Eclairage. Il est de nouveau possible de s’endetter à moins de 2% pendant dix ans. Pourtant, l’obtention d’un prêt hypothécaire devient de plus en plus difficile. Et risquée.

Au téléphone, ce revendeur de prêts hypothécaires déborde d’enthousiasme: «Les taux d’intérêt sont historiquement bas!» Et, pour le démontrer, il propose aussitôt à son interlocuteur, propriétaire d’une maison en Suisse romande, les offres de deux compagnies d’assurances prêtes à reprendre un dossier à des taux d’intérêt difficiles à battre: 1,45% sur sept ans pour l’un, 1,69% sur dix ans pour l’autre. Avec, argument supplémentaire, la promesse de la prise en charge des pénalités que le client aurait à payer s’il dénonçait son contrat de prêt actuel. Pour un emprunt de 500 000 francs, cela représente des charges d’intérêt mensuelles de quelques centaines de francs par mois…

Et, même si l’offre définitive se révèle un peu moins favorable que les engagements du vendeur, les conditions de crédit restent extrêmement avantageuses. «Il est possible de souscrire à un prêt à dix ans à moins de 2% aujourd’hui», observe Roland Bron, directeur romand de VermögensZentrum, une société de conseil en gestion de fortune, à Lausanne (voir tableau). Etre propriétaire n’a donc pour ainsi dire jamais été aussi bon marché. Comment résister à de telles propositions?

Cependant, ce véritable cadeau fait aux ménages endettés survient au moment où les autorités fédérales – Départements des finances et de l’intérieur, Finma et Banque nationale – multiplient les obstacles pour l’octroi de prêts. Les candidats à la propriété immobilière doivent s’attendre à un vrai chemin de croix, d’autant que le niveau des prix extraordinairement élevé des logements fait peser un gros risque sur leurs épaules. Si la baisse, qui s’est engagée à la fin de l’an dernier dans les régions les plus chères, s’accentue, la situation pourrait vite devenir insupportable pour les ménages aux reins peu solides.

Les anciens propriétaires sont moins concernés. La plupart des nouvelles restrictions ne les concernent pas. Et leurs logements ont généralement pris de la valeur ces dernières années.
Pourquoi les taux d’intérêt baissent-ils?

Les taux d’intérêt sont au plancher de par le fait que la crise financière n’est pas terminée. Tout particulièrement en Europe où la Banque centrale européenne (BCE), inquiète d’un plongeon de la zone euro dans la déflation, continue d’arroser le système financier de liquidités créées tout exprès pour soutenir l’activité. Leur afflux a pour effet d’amener le loyer de l’argent à pratiquement zéro.

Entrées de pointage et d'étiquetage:
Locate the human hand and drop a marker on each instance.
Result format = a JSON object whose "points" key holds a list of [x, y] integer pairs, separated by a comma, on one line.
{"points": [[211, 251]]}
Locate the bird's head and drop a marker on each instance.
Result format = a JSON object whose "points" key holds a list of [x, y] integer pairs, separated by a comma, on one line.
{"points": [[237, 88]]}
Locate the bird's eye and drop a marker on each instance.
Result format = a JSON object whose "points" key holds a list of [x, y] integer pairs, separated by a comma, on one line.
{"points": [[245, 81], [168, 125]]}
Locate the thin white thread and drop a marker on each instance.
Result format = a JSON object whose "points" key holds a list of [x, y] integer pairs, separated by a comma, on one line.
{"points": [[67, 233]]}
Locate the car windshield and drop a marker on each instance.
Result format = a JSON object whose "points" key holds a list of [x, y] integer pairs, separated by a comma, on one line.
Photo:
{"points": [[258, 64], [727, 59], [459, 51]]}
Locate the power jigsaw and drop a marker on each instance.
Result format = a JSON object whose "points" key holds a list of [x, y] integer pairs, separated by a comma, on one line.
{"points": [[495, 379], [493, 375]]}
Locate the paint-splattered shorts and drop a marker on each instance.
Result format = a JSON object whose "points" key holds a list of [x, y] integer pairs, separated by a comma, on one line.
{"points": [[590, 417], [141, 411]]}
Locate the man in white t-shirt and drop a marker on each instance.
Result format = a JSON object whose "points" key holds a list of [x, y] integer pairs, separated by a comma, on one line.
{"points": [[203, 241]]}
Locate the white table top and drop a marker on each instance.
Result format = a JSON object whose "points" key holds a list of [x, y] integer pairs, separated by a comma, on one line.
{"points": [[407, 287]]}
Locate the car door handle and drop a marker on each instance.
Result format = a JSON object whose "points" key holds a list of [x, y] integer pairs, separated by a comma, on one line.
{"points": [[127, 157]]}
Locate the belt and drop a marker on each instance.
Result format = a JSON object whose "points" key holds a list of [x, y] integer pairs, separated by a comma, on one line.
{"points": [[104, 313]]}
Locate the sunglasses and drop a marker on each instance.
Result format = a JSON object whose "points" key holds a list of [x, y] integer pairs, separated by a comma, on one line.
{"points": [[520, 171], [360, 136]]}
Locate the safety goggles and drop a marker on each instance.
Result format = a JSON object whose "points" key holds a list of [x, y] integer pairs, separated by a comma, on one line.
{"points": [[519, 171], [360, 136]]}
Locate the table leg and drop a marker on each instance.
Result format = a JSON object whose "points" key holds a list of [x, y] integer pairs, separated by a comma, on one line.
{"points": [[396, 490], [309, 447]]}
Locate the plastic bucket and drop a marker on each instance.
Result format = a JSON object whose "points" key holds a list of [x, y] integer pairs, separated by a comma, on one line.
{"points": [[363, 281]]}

Travail à réaliser.
[1] Mettez sous forme de liste JSON de chaînes les lignes du listing, à commencer par celle qui contient "Locate the white" et en terminant par la dernière ligne du listing. Prévoyez une chaîne par ligne et omettez les lignes vides.
[2] Poursuivez l'article sur les prêts hypothécaires en Suisse à la suite de sa dernière phrase.

Corrigé des exercices.
[1]
[
  "Locate the white table top and drop a marker on each instance.",
  "Result format = a JSON object whose \"points\" key holds a list of [x, y] integer pairs, separated by a comma, on one line.",
  "{\"points\": [[407, 287]]}",
  "Locate the car door handle and drop a marker on each instance.",
  "Result format = a JSON object whose \"points\" key holds a list of [x, y] integer pairs, separated by a comma, on one line.",
  "{\"points\": [[127, 157]]}",
  "Locate the belt and drop a marker on each instance.",
  "Result format = a JSON object whose \"points\" key holds a list of [x, y] integer pairs, separated by a comma, on one line.",
  "{\"points\": [[104, 313]]}",
  "Locate the sunglasses and drop a marker on each instance.",
  "Result format = a JSON object whose \"points\" key holds a list of [x, y] integer pairs, separated by a comma, on one line.",
  "{\"points\": [[520, 171], [360, 136]]}",
  "Locate the safety goggles and drop a marker on each instance.",
  "Result format = a JSON object whose \"points\" key holds a list of [x, y] integer pairs, separated by a comma, on one line.",
  "{\"points\": [[519, 171], [360, 136]]}",
  "Locate the table leg and drop a marker on each instance.",
  "Result format = a JSON object whose \"points\" key holds a list of [x, y] integer pairs, separated by a comma, on one line.",
  "{\"points\": [[396, 490], [309, 447]]}",
  "Locate the plastic bucket and drop a marker on each instance.",
  "Result format = a JSON object whose \"points\" key holds a list of [x, y] integer pairs, separated by a comma, on one line.",
  "{\"points\": [[363, 281]]}"
]

[2]
A cela s’ajoute la recherche, par de nombreux investisseurs, de placements sûrs. Ils sont inquiets des tensions entre la Russie et l’Occident sur fond de conflit en Ukraine ainsi que de l’instabilité au Moyen-Orient (Syrie, Irak, Gaza/Israël, Libye) qui pourraient mener un jour à une hausse des cours du pétrole. Des circonstances qui contribuent à déverser sur l’économie suisse des fortunes à la recherche d’abris. Les rendements des emprunts chutent. La Confédération a pu emprunter, début août, à 0,48%, deux fois moins que l’hiver dernier. Un niveau qui n’avait plus été vu depuis l’automne 2012.

Aussi les institutions financières cherchent-elles à parquer leurs liquidités ailleurs, par exemple en prêtant aux ménages qui investissent dans la pierre. Elles se livrent même à une dure concurrence. Les plus agressives sont les compagnies d’assurances, soumises à des réglementations financières moins sévères que les banques commerciales.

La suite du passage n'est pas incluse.